**Extrahierter Text:**
────────────────────
Dazu kommen Maßnahmen, die im Vergleich dazu alleine nicht ganz so viel Potenzial haben, in der Summe aber doch einiges ausmachen, wie das Abstellen der Warmwasserbereitung in ausgewählten öffentlichen Gebäuden oder der Verzicht auf die nächtliche Scheinwerferbeleuchtung von prominenten Bauwerken, sofern sie nicht für die Verkehrssicherheit erforderlich ist (zum Beispiel wird das Alte Rathaus dunkel bleiben). Darüber hinaus gibt es noch einige Energieeinsparmaßnahmen, die wir gar nicht neu aufsetzen müssen, weil wir sie im Sinne des Klimaschutzes bereits vor Jahren in die Wege geleitet haben. Allerdings wollen wir auch hier das Tempo nochmals steigern, soweit das möglich ist.

Welche Bereiche betrifft das?

Zum Beispiel achten wir seit Jahren bei städtischen Neubauten stark darauf, dass sie möglichst energieeffizient sind. Das gilt nicht nur für ein Leuchtturmprojekt wie das RUBINA, unser Haus für Umweltbildung auf dem Gelände der ehemaligen Nibelungenkaserne, sondern für alle öffentlichen Gebäude wie Schulen, Kitas oder auch Feuerwehrgerätehäuser. Die Neubauten, die die Stadt in den vergangenen zehn Jahren errichtet hat, unterschreiten die jeweiligen gesetzlichen Vorgaben zur Energieeinsparung zum Teil ganz erheblich um bis zu 20, 50, über 70 oder – im Fall des Kinderhauses Naabstraße, das als Passivhaus errichtet wurde – sogar um 94 Prozent.
────────────────────
Bitte geben Sie an, um wie viel Prozent das Kinderhaus Naabstraße laut dem extrahierten Text die gesetzlichen Vorgaben zur Energieeinsparung unterschreitet.

**Bereitgestellte Angaben:**
────────────────────
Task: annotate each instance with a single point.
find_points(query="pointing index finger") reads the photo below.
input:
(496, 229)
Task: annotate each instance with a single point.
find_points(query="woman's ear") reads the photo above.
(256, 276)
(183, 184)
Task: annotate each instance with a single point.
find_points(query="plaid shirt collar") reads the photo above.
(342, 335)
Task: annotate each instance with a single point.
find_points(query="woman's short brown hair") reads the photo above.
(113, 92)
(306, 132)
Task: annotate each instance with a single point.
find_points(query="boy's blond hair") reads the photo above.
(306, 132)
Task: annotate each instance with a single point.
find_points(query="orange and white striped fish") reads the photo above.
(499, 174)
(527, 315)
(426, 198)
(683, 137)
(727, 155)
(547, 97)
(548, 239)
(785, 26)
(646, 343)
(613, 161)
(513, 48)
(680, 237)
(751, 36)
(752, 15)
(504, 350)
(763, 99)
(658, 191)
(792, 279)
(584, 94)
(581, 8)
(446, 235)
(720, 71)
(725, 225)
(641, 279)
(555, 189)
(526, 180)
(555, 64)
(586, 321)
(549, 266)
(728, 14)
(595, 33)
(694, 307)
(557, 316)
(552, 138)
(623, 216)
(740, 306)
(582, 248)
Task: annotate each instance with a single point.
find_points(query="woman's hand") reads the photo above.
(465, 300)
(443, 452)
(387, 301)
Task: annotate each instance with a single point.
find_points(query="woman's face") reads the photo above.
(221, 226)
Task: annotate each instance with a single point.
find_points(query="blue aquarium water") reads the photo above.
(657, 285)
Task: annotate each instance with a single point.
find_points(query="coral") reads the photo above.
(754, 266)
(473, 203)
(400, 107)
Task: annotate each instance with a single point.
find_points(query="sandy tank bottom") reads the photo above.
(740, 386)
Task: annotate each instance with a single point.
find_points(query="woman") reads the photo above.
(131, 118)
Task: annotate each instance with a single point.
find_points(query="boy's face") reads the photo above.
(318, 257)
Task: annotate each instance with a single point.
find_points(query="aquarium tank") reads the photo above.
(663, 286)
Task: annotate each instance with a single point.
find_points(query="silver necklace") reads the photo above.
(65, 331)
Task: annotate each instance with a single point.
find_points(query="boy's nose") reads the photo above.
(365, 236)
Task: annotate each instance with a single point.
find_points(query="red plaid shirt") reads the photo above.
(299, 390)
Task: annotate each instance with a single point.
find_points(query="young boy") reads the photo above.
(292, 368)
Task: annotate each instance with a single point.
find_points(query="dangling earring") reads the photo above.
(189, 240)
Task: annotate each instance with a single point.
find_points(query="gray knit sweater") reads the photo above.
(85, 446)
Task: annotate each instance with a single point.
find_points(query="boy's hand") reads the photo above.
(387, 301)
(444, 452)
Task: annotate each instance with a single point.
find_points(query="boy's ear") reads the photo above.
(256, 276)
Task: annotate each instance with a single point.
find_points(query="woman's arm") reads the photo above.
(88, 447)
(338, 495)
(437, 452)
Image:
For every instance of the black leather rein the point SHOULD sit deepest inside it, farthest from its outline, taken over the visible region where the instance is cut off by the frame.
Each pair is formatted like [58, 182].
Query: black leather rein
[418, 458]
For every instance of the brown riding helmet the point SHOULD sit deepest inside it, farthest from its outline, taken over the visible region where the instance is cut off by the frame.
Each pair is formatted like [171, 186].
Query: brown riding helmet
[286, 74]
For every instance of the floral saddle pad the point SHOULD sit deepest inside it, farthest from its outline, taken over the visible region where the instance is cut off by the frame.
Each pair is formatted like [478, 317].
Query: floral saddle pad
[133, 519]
────────────────────
**Lösung:**
Um 94 Prozent.